Dataset rows:

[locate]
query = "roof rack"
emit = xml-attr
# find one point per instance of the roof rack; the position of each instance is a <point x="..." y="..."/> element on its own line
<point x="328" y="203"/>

What you should do: Render the data above as a numbered list, leaving out any blank lines.

The reply:
1. [locate]
2. query = "roof rack"
3. emit = xml-attr
4. # find one point per instance of the roof rack; the position of each instance is a <point x="..." y="..."/> element on its own line
5. <point x="328" y="203"/>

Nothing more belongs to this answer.